A simple mathematical and political truth is that any experiment with democracy, once more than 50% of the population positions itself to receive funds out of the general coffers, is over. Historically the process has taken about 200 years, with the Greeks and Romans leading the way, overextending themselves financially fighting wars in places they didn’t need to be and leaving great stadiums to honor their athletes. Sound familiar? In essence, this republic of ours is broken in fundamental ways that have nothing to do with current or even recent presidential administrations. And if you want to point fingers at the entitlement programs as the albatross around our collective neck, remember that the Farm Bill and petroleum subsidies are also entitlement programs (just to name a couple), and we’re all recipients of those, much to the chagrin of pundits promoting free market strategies and libertarian viewpoints. If we are to cut the entitlement state loose to fend for itself, we have seen the enemy and he is us. In many ways, we have created manifold inviolable voting blocks, fueled them with special interest groups and lobbyists, and driven a wooden stake in the heart of government by the people for the people, making substantive reform ever more elusive. But must we resign ourselves to fly this plane into the ground? Alternatively, is it possible to reinvent the republic and return it to global relevance. Insofar as it seems that the rest of the world has followed us down this little rabbit hole of rampant, viral capitalism, the least we could do would be to lead us all out of the darkness and into the light. Make no mistake, I am a capitalist and a huge fan of this republic. Expatriation, while currently very attractive, doesn’t solve the problem. It just leaves it for my kids to fix. They didn’t have the blissful ignorance of the 30-year drunk we’ve had, so it seems unfair to stick them with the check. But we are.

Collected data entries

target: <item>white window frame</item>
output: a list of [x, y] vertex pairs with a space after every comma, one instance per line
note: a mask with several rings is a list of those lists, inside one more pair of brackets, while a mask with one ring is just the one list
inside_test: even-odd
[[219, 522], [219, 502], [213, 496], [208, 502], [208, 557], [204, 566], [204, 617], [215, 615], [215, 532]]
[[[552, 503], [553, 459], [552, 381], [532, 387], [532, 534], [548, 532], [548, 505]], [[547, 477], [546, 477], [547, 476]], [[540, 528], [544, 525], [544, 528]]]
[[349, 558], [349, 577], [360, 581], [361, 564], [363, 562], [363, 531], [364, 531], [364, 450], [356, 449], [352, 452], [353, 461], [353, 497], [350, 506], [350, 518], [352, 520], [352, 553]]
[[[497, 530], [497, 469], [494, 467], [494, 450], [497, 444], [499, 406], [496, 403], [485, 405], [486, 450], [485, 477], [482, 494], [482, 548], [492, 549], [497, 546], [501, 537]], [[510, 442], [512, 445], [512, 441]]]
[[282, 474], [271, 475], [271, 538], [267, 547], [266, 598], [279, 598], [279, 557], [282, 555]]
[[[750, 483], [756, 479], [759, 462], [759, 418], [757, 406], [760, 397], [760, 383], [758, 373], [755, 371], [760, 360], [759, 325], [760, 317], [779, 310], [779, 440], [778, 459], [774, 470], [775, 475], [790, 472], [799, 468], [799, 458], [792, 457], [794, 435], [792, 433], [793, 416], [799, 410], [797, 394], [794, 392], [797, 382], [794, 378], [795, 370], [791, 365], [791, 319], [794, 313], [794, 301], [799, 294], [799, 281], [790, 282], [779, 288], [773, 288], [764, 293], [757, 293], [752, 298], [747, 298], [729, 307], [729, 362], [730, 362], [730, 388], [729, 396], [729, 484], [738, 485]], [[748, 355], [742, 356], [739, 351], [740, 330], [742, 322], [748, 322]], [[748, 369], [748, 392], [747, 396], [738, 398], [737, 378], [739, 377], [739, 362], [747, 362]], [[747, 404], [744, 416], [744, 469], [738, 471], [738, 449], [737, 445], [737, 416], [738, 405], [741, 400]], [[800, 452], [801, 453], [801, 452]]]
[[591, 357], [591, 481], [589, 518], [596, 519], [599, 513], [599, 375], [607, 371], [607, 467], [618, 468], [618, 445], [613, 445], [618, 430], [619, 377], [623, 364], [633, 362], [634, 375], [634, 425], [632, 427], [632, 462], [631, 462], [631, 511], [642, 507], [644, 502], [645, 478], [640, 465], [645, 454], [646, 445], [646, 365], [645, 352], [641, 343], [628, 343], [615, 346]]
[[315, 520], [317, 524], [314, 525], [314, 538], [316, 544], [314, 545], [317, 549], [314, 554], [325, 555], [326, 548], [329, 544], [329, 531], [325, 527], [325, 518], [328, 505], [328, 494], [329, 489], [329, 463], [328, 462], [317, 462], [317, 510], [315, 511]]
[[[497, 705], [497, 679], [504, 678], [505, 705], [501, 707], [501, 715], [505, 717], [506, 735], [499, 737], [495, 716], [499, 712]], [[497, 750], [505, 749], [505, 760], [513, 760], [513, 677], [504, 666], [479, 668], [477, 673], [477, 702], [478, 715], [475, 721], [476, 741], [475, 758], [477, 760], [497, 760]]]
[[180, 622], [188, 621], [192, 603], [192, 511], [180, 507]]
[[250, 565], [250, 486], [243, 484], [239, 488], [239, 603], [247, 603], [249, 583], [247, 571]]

## EXERCISE PROMPT
Continue the commentary on the republic's entitlement programs, picking up right after its final sentence.

## OUTPUT
This begs a lot of questions. One is the inherent conflict of interest between the check and the vote. Many of my reactionary friends have suggested that anyone on the welfare rolls should be excluded from voting because the vote allows them to perpetuate the dependence. But what about those hard-working folks, I ask, who still struggle to make ends meet and live below poverty lines and within welfare guidelines? Instead of using welfare as the benchmark, I suggest, why don’t we exchange a check for a vote and apply it to all recipients of any government-funded monies. Now, I’m not an economist and I don’t play one on TV, so there may be some very good reasons, even outside of the constitutional implications, for not heading down this road. After all, there are a lot of government programs out there. Just ask the tea party zealot on your block. Theoretically, though, it would separate the funders from the fundees, though there’s no guarantee that such an action would reduce the fundees. Many would probably readily trade their vote for a check, especially given the abstract nature of a single vote in a country this large.
So this idea might not work at all, but it’s an idea and the world is full of folks much smarter than I. If we are to reinvent this broken republic before it completely implodes, we have to start somewhere. How about term limits and a line item veto? How about campaign finance reform? How about alternative energy sources? Sure, it’s likely to be a traumatic and painful process, but so are depressions and recessions, world wars and global jihads, political buffoons astride party lines and catastrophic oil spills. And all of these are more painful as they begin to wash up on the shore, rubbing our faces in our own mess and demanding a mighty laundering. When do we grow the balls of our founding fathers and make it happen?